Text excerpt:
════

Rubén Gómez Colón was born in the Aguirre community of Arroyo, Puerto Rico, on July 13, 1927. He was the 5th child of Luis Gómez and Dolores Colón (aka Doña Lola). Rubén’s siblings were Luis (“Wiso”), Lillian, Rafaelina and Baby. Rubén was influenced by his stepfather, Don José Jacinto Barclay, who was of English descent. Barclay was an educated fellow who ran a few departments within the sugar cane industry of Aguirre, according to his grandson, Rafael Gómez.
The Guayama Brujos (Witches) were Rubén’s favorite PRWL team, winning back-to-back titles in the league’s initial seasons: 1938-1939 and 1939-1940. Rubén, who loved to play and watch baseball and to fish studied the warm-up tosses of Guayama’s Satchel Paige before the Sunday twin-bills in 1939-1940. Paige “warmed up using cigarette packets as a home plate and threw strike after strike over that tiny object,” said Rafael Gómez. Rubén’s other favorite Brujo hurler was lefty Barney “Brinquito” Brown, who was with Guayama in 1941-1942.
Rubén graduated from George Washington High School in Guayama in 1945 after starring in volleyball, track & field, and baseball, mainly as a center fielder. His mentor was coach Candido Fortier, who 1st taught the young man the fine art of pitching. Gómez would enroll at the University of Puerto Rico (UPR) on an athletic scholarship. He earned it by his success in the 300-meter run, the 4 x 100-meter relay, the high jump and the pole vault.
UPR played the island’s top amateur (AA) baseball teams, Juncos and Humacao. Pepe Seda, the UPR baseball coach, was also the San Juan Senators’ GM and a Caribbean Scout for the New York Yankees. San Juan and the Santurce Crabbers were after Gómez’s services in 1947. Luis “Maquenco” Soler, a Crabbers scout, and Monchile Concepción, their 3rd base coach, loved Rubén’s talent. After many visits to the Gómez household, Santurce Owner Pedrín Zorrilla would convince Doña Lola to let Rubén sign with his Crabbers. Pedrín became a guide, mentor and father figure to Rubén.
The 1947-1948 Santurce Crabbers featured outstanding imports from the Negro Leagues: Willard Brown, Bob Thurman, Earl “Mickey” Taborn, John Ford Smith and Satchel Paige. They gave advice to the younger Puerto Rican players and took them under their wings. Gómez was particularly impressed with Willard Brown: “Brown still holds the all-time record of 27 HRs in 60 games [set that season],” Gómez reminisced. “It was our era…we had a great time together.” Ruben married his 1st wife, María Teresa Carlo, early in his Santurce career.

════

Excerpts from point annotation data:
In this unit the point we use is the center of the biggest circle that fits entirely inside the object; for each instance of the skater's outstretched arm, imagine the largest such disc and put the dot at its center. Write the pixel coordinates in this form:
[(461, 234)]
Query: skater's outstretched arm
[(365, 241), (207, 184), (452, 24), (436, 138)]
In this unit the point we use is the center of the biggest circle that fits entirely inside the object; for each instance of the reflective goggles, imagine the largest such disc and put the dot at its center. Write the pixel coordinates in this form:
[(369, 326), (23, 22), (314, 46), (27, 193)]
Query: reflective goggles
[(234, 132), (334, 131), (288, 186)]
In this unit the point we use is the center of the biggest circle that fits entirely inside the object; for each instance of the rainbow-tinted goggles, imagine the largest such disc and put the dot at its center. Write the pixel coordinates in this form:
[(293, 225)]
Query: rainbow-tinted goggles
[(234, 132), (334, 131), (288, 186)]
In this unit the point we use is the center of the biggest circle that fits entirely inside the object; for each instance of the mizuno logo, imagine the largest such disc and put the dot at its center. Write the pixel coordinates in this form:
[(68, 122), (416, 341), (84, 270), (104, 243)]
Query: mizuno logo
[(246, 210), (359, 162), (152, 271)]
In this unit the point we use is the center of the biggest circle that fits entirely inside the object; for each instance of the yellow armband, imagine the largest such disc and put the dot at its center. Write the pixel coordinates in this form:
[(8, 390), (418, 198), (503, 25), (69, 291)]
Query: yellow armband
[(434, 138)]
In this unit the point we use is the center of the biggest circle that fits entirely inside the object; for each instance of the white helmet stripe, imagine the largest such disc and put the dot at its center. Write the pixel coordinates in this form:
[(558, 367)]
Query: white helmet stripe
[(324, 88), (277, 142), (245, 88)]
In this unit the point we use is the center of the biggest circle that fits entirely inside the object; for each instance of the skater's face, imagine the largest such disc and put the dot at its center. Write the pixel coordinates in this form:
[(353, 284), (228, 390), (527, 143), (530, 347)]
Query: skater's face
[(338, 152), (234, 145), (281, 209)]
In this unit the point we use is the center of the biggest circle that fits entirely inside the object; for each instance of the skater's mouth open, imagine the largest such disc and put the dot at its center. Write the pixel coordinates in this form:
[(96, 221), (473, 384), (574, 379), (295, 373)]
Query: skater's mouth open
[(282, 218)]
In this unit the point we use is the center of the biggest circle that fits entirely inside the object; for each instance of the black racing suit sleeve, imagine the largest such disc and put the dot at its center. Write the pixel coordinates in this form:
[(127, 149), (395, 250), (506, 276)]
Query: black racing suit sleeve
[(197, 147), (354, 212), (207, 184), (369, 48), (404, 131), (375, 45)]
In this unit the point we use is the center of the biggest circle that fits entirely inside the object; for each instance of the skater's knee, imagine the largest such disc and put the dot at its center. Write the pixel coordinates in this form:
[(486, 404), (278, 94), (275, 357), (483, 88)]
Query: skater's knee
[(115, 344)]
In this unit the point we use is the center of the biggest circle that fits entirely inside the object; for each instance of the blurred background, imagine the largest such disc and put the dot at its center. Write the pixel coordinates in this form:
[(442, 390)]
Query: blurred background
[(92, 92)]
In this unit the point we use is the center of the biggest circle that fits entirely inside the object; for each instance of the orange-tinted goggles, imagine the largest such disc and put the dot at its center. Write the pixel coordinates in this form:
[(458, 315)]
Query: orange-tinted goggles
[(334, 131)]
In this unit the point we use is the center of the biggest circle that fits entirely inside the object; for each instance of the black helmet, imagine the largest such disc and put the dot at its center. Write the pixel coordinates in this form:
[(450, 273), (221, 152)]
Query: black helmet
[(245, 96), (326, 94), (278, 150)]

════

What you need to do:
- a) In the passage on Rubén Gómez, who first taught him the art of pitching?
- b) Decide whether each statement agrees with the passage on Rubén Gómez: (i) Gómez was born in Guayama. (ii) The Guayama Brujos won league titles in 1938-1939 and 1939-1940. (iii) Pepe Seda persuaded Doña Lola to let Rubén sign with Santurce.
- c) Carry on the passage on Rubén Gómez past its final sentence.

Solved problems:
- a) Coach Candido Fortier, his mentor at George Washington High School in Guayama.

- b)
(i) No: "was born in the Aguirre community of Arroyo, Puerto Rico"
(ii) Yes: "winning back-to-back titles in the league’s initial seasons: 1938-1939 and 1939-1940"
(iii) No: "Santurce Owner Pedrín Zorrilla would convince Doña Lola to let Rubén sign with his Crabbers"

- c)
Gómez got his nickname of “El Divino Loco” from friends and Santurce teammates for 2 reasons: his highway speeding habits and crazy (yet safe) driving off the field; and, he could not be intimidated on the mound. His best friend on the club was Luis Raul Cabrera, aka “Cabrerita.” Cabrera understood that his mantle as the team’s “bread and butter” pitcher and nemesis of arch-rival San Juan would be passed on to Gómez. Cabrera’s sidearm deliveries were like those of Kent Tekulve, the reliever who emerged with the Pittsburgh Pirates in the 1970s.
Vic Harris, Santurce’s Manager in Gómez’s 1st 3 winter seasons, appreciated his versatility that #22 could start, relieve, play the outfield, pinch-hit or pinch-run. Gómez’s 1st post-season game for Harris was a win at Ponce in Game 3 of the 1948-1949 semi-finals. Cabrera won Games 1 and 5 as Santurce advanced to the finals against Mayagűez. Gómez hung on for an 8-7 win in Game 2 and pitched well in long relief in Game 5. “Those Mayagűez hitters (Wilmer Fields, Johnny Davis, Alonzo Perry, Luke Easter, Artie Wilson) were so good,” said Gómez. “I had to pitch with my heart as well as my talent.”
Gómez added a screwball to his repertoire of fastballs, curves, sliders and a change-up (drop), after hitting against Barney Brown (by then with Ponce) in 1947-1948. Brown’s pitches tailed away from the right-handed hitting Gómez. Not only could he handle the bat, Gómez made heads turn with his terrific fielding ability. Island sportswriters called him a 10th player on the field due to his speed covering 1st on a 3-to-1 play and ability to field bunts. Rafael Bracero, an island sportscaster, marveled at Rubén’s ability in both the infield and outfield. “Rubén made basket catches in the outfield look easy,” said Bracero. “He was as good a fielder on the mound or even better than Greg Maddux.”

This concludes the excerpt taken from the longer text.